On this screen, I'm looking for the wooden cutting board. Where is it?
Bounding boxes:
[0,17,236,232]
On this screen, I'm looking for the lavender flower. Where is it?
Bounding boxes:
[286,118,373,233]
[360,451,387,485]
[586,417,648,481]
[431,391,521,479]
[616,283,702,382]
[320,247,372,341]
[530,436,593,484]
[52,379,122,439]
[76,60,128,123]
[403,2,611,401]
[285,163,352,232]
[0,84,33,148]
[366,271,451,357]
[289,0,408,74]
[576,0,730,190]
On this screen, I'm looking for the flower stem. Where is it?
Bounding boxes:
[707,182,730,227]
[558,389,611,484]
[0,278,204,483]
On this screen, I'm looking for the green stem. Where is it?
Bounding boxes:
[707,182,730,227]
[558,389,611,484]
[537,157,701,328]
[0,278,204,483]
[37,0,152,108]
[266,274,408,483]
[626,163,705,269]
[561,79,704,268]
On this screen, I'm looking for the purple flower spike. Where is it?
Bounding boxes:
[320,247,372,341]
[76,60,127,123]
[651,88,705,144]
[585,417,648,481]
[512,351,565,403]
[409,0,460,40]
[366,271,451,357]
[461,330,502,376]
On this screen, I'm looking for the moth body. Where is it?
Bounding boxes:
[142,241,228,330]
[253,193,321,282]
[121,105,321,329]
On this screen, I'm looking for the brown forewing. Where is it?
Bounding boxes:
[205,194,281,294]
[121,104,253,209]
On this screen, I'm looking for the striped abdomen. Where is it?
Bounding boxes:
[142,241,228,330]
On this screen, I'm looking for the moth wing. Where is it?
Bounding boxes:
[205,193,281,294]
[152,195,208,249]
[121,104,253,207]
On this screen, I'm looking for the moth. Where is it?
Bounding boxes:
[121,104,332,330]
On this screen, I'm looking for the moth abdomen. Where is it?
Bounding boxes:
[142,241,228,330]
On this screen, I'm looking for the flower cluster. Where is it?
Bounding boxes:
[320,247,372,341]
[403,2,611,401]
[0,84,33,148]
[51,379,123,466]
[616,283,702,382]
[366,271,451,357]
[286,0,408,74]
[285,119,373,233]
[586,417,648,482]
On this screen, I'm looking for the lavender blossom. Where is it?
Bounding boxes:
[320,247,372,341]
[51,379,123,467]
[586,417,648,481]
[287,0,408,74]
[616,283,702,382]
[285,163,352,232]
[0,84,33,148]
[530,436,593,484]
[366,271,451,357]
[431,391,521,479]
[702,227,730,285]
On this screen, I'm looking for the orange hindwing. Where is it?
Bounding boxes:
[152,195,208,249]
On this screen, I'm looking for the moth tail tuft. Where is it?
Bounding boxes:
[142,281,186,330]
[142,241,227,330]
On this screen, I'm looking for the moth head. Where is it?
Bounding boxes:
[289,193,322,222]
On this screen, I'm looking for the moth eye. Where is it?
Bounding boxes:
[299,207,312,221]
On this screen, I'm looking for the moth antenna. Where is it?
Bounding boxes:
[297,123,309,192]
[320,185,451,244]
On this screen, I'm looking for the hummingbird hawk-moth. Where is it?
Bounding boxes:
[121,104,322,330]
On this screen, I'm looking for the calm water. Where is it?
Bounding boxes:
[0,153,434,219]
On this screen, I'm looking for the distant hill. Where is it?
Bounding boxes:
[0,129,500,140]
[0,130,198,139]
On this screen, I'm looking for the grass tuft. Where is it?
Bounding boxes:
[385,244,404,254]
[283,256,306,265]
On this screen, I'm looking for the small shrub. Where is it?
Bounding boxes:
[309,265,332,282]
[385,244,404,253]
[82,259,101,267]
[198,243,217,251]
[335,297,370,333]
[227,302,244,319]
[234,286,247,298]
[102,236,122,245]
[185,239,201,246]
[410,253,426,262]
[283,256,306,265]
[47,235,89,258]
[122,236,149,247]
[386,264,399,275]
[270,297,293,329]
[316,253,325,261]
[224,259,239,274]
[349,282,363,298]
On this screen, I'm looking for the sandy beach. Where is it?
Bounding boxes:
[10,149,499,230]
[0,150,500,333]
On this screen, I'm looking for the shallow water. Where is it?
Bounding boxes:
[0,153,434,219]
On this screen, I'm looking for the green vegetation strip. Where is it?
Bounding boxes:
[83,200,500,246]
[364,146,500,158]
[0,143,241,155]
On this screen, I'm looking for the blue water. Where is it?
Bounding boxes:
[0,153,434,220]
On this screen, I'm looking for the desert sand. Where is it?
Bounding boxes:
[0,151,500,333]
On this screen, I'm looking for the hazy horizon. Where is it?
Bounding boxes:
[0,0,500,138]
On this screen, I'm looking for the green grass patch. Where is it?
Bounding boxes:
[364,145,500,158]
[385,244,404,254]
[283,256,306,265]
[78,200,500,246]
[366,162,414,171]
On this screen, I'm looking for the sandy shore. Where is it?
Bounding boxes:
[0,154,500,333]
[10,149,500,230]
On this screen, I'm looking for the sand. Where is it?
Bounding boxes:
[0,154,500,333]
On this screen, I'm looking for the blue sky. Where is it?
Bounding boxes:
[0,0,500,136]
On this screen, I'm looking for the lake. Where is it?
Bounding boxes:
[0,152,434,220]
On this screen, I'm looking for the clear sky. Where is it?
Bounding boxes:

> **WHAT NEEDS TO BE DONE**: Can you put all the lines above into a numbered list, leaving out any blank ones?

> **SOLUTION TO THE EXERCISE**:
1. On this screen, I'm looking for the wooden cutting board. Where is it?
2. Bounding boxes:
3. [0,17,236,232]
4. On this screen, I'm looking for the lavender flower. Where is it?
5. Bounding boxes:
6. [286,118,373,233]
7. [360,451,387,485]
8. [586,417,648,481]
9. [431,391,521,479]
10. [616,283,702,382]
11. [320,247,372,341]
12. [530,436,593,484]
13. [52,379,122,439]
14. [76,60,128,123]
15. [403,2,611,401]
16. [285,163,352,232]
17. [0,84,33,148]
18. [366,271,451,357]
19. [289,0,408,74]
20. [576,0,730,190]
21. On this screen, I'm looking for the flower stem. Where is it?
22. Bounding boxes:
23. [707,182,730,227]
24. [558,389,611,484]
25. [0,278,204,483]
26. On this screen, I'm looking for the green stem. Where is it?
27. Bounding boxes:
28. [707,182,730,227]
29. [558,389,611,484]
30. [537,157,701,328]
31. [0,278,204,483]
32. [37,0,152,108]
33. [266,274,408,483]
34. [626,163,705,269]
35. [561,79,704,268]
36. On this screen, I'm looking for the purple flower spike. Where is it?
37. Bounding boxes:
38. [320,247,372,341]
39. [76,60,127,123]
40. [651,88,705,144]
41. [585,417,648,481]
42. [512,351,565,403]
43. [409,0,460,40]
44. [366,271,451,357]
45. [461,330,502,376]
46. On this screen, I'm looking for the moth body. Where is it?
47. Bounding boxes:
48. [142,241,228,330]
49. [253,193,321,282]
50. [121,105,321,329]
51. On this screen, I'm looking for the brown forewing. Where is it?
52. Bounding boxes:
53. [205,194,281,294]
54. [121,104,253,209]
55. On this screen, I'm looking for the striped abdomen. Where is it?
56. Bounding boxes:
57. [142,241,228,330]
58. On this screen, I'm looking for the moth wing. Where is it?
59. Bounding boxes:
60. [205,193,281,294]
61. [152,195,208,249]
62. [121,104,253,207]
63. On this screen, I'm looking for the moth. Where is it?
64. Bounding boxes:
65. [121,104,332,330]
66. On this screen, I'm looking for the moth abdomen. Where is it?
67. Bounding boxes:
68. [142,241,228,330]
69. On this screen, I'm looking for the flower cluster. Where is it?
70. Bounding boxes:
71. [320,247,372,341]
72. [403,2,611,401]
73. [0,84,33,148]
74. [51,379,123,466]
75. [616,283,702,382]
76. [366,271,451,357]
77. [286,0,408,74]
78. [285,119,373,233]
79. [586,417,648,482]
80. On this screen, I'm looking for the lavender blossom. Where is it?
81. Bounding boxes:
82. [320,247,372,341]
83. [51,379,123,467]
84. [586,417,648,481]
85. [287,0,408,74]
86. [616,283,702,382]
87. [285,163,352,232]
88. [0,84,33,148]
89. [530,436,593,484]
90. [366,271,451,357]
91. [431,391,521,479]
92. [702,227,730,285]
93. On this screen, I'm looking for the orange hindwing. Where is it?
94. Bounding boxes:
95. [152,195,208,249]
96. On this screen, I'm looking for the moth tail tuft. Where is it?
97. Bounding boxes:
98. [142,281,186,330]
99. [142,241,227,330]
100. On this screen, I'm looking for the moth head. Where is it?
101. Bounding boxes:
102. [289,193,322,222]
103. On this screen, I'm looking for the moth eye. Where is it?
104. Bounding boxes:
105. [299,207,312,221]
106. On this screen, I'm looking for the moth antenna. Where is it?
107. Bounding boxes:
108. [297,123,309,192]
109. [320,185,451,244]
110. On this screen, I'm looking for the hummingbird hawk-moth. Where is it?
111. Bounding boxes:
112. [121,104,322,330]
113. On this screen, I'm looking for the calm water. Where is it?
114. Bounding boxes:
115. [0,153,434,219]
116. On this screen, I'm looking for the distant hill. Where is it?
117. Bounding boxes:
118. [0,129,500,140]
119. [0,130,198,139]
120. On this screen, I'm looking for the grass tuft. Where is it?
121. Bounding boxes:
122. [385,244,404,254]
123. [283,256,306,265]
124. On this screen, I'm looking for the small shrub. Where is it?
125. Bounding boxes:
126. [309,265,332,282]
127. [385,244,404,253]
128. [82,259,101,267]
129. [198,243,217,251]
130. [335,297,370,333]
131. [227,302,244,319]
132. [234,286,247,298]
133. [102,236,122,245]
134. [185,239,201,246]
135. [410,253,426,262]
136. [283,256,306,265]
137. [47,235,89,258]
138. [122,236,149,247]
139. [386,264,399,275]
140. [270,297,293,329]
141. [316,253,325,261]
142. [224,259,239,274]
143. [349,282,363,298]
144. On this screen, I'm looking for the sandy beach. Where is it?
145. Bounding boxes:
146. [10,149,499,230]
147. [0,150,500,333]
148. On this screen, I'm looking for the shallow water. Where is it?
149. Bounding boxes:
150. [0,153,434,219]
151. On this screen, I'm looking for the green vegetation strip. Where is it?
152. Bounding boxes:
153. [83,200,500,246]
154. [364,146,500,158]
155. [0,143,241,155]
156. On this screen, I'm looking for the blue water. Where is it?
157. Bounding boxes:
158. [0,153,434,220]
159. On this screen, I'm looking for the desert sand. Where is it?
160. Bounding boxes:
161. [0,151,500,333]
162. On this screen, I'm looking for the hazy horizon. Where is it?
163. Bounding boxes:
164. [0,0,500,138]
165. On this screen, I'm looking for the green grass patch. Where is it?
166. Bounding boxes:
167. [364,145,500,158]
168. [385,244,404,254]
169. [283,256,306,265]
170. [78,200,500,246]
171. [366,162,414,171]
172. On this screen, I'm looking for the sandy shore. Where is it?
173. Bounding boxes:
174. [0,154,500,333]
175. [10,149,500,230]
176. On this screen, I'm looking for the sand. Where is it?
177. Bounding boxes:
178. [0,154,500,333]
179. On this screen, I'm looking for the blue sky. Where is it?
180. Bounding boxes:
181. [0,0,500,136]
182. On this screen, I'm looking for the lake. Where is it?
183. Bounding boxes:
184. [0,152,434,220]
185. On this screen, I'm looking for the clear sky. Where is it?
186. Bounding boxes:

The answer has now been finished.